Text for analysis =>
____________

The author Osamu Dazai committed suicide — several times. The first was on a cold December night in 1929, just before his school exams. But the overdose of sleeping pills he took was not enough; he survived, and graduated. The second was in October, 1930, on the barren sands of a beach in Kamakura — this time a double suicide with a young woman he barely knew. Tragically, she drowned, while Dazai was rescued by a passing fishing boat. He went on to marry and began a career as a writer. The third attempt was in the spring of 1933: He tried hanging himself from a beam in the mesmerizing stillness of his Tokyo apartment. Once again Dazai survived, though he was hospitalized and developed a morphine addiction. And the fourth was in the fall of 1936, when Dazai and his wife — with their marriage disintegrating — attempted a double suicide, but to their horror, they lived.
Born Shūji Tsushima, Dazai's life was by turns tragic and absurd, not unlike the portrayal of life in his stories. His 1948 novel "No Longer Human" ("Ningen Shikkaku") remains among the most popular books in modern Japanese literature, and an English translation by Donald Keene has recently been republished by New Directions. It opens with an admission: "I can't even guess myself what it must be like to live the life of a human being."
Throughout his life, Dazai struggled with his writing, his personal relationships and with the shifting norms of postwar Japanese society. He grappled with alcoholism, drug addiction and mental illness. Beneath all this, however, lay a deeper struggle. As he writes in "No Longer Human," "What frightened me was the logic of the world; in it lay the foretaste of something incalculably powerful."

____________

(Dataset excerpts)
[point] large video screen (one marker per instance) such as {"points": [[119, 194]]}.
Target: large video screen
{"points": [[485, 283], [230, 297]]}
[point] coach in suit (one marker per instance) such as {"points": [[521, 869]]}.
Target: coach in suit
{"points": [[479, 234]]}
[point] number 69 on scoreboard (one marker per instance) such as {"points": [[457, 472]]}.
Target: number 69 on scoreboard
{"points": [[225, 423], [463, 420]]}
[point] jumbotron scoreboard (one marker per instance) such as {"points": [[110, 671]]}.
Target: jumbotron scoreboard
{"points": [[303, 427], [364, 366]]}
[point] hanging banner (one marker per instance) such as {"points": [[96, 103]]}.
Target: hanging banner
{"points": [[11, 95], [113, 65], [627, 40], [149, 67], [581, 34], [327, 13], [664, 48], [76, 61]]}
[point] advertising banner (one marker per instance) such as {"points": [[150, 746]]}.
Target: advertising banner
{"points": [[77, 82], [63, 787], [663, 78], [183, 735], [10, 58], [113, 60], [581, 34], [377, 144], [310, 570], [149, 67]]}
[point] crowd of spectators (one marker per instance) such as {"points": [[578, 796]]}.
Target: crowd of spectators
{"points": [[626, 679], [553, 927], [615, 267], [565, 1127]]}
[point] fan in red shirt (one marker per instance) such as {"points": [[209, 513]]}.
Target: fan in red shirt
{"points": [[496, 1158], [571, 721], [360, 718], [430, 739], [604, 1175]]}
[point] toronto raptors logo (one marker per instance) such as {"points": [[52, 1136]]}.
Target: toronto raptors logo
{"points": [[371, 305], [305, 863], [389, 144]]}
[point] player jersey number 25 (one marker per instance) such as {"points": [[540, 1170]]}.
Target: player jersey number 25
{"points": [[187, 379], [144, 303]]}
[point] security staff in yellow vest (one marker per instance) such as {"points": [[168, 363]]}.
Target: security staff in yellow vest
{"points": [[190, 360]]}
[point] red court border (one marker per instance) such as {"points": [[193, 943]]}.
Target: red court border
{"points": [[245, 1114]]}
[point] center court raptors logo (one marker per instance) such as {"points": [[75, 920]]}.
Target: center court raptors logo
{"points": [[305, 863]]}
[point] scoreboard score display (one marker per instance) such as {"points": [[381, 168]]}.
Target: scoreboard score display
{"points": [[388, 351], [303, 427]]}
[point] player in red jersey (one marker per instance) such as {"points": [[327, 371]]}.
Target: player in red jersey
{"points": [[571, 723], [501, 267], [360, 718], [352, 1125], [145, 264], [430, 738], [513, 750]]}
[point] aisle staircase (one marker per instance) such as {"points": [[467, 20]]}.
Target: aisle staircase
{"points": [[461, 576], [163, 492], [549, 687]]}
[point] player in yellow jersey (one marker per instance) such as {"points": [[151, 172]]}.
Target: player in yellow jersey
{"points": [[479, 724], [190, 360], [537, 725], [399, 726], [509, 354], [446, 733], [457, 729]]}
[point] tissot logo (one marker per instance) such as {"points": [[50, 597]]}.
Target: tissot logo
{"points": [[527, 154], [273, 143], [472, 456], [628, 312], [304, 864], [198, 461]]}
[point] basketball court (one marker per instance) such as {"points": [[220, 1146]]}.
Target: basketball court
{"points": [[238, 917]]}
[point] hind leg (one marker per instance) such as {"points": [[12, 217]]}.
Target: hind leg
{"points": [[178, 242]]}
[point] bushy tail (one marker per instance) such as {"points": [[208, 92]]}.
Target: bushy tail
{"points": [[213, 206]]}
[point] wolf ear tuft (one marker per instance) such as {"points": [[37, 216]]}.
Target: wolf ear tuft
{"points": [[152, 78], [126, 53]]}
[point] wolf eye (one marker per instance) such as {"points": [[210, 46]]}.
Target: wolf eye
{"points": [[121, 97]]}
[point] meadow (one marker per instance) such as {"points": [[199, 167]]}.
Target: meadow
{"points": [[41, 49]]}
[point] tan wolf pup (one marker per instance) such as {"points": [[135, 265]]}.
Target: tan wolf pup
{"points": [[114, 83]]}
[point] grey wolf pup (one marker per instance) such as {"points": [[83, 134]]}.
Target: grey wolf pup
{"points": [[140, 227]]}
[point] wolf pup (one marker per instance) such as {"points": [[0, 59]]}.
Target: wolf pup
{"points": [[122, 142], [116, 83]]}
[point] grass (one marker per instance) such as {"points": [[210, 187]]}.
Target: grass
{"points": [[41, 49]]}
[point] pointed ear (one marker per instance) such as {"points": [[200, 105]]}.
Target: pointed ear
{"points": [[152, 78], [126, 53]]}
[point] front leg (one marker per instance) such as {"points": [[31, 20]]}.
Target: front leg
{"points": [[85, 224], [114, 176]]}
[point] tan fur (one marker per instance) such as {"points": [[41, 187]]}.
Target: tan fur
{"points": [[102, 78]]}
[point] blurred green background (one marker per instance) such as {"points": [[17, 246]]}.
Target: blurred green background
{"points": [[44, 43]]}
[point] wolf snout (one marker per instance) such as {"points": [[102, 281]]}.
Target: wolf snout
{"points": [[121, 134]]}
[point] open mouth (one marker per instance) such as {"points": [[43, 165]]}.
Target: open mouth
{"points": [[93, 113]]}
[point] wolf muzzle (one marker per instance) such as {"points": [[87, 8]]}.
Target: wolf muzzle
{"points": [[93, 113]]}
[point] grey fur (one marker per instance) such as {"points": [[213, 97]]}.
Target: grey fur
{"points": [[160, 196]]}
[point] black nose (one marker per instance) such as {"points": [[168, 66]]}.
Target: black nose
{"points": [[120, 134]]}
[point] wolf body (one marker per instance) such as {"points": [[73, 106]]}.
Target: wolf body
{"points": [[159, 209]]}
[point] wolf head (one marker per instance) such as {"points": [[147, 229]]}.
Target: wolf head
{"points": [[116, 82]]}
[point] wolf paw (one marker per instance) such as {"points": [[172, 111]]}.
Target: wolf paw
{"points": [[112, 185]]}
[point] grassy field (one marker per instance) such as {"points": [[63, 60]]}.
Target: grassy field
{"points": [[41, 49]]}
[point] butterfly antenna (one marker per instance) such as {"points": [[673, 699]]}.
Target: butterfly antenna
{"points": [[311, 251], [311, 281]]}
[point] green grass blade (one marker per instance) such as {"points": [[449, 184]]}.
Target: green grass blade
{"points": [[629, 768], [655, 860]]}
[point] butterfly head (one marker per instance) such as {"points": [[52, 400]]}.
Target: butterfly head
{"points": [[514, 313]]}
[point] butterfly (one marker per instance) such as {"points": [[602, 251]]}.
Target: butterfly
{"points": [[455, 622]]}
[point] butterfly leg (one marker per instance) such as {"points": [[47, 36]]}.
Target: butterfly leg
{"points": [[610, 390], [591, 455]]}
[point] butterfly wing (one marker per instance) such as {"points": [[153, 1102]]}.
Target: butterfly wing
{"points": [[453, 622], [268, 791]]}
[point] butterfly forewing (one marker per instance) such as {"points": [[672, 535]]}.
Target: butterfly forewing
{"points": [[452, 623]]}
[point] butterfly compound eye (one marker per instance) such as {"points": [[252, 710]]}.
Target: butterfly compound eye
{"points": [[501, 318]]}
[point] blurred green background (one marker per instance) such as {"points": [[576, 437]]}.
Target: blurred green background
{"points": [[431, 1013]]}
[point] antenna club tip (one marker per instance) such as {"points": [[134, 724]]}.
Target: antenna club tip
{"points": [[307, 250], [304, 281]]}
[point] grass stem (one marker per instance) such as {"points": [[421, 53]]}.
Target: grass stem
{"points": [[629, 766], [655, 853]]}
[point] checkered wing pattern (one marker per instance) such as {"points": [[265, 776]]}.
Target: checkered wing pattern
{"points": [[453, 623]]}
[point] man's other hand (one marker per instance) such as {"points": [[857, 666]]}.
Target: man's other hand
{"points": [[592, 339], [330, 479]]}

____________

Things to do =>
A - According to the text about Osamu Dazai, why did his first suicide attempt in December 1929 fail? Answer in one to three sentences.
B - From the text about Osamu Dazai, output the passage starting with "The author Osamu" and going on through "horror, they lived.".

Responses =>
A - The dose of sleeping pills he took was not enough to kill him, so he survived and went on to graduate.

B -
The author Osamu Dazai committed suicide — several times. The first was on a cold December night in 1929, just before his school exams. But the overdose of sleeping pills he took was not enough; he survived, and graduated. The second was in October, 1930, on the barren sands of a beach in Kamakura — this time a double suicide with a young woman he barely knew. Tragically, she drowned, while Dazai was rescued by a passing fishing boat. He went on to marry and began a career as a writer. The third attempt was in the spring of 1933: He tried hanging himself from a beam in the mesmerizing stillness of his Tokyo apartment. Once again Dazai survived, though he was hospitalized and developed a morphine addiction. And the fourth was in the fall of 1936, when Dazai and his wife — with their marriage disintegrating — attempted a double suicide, but to their horror, they lived.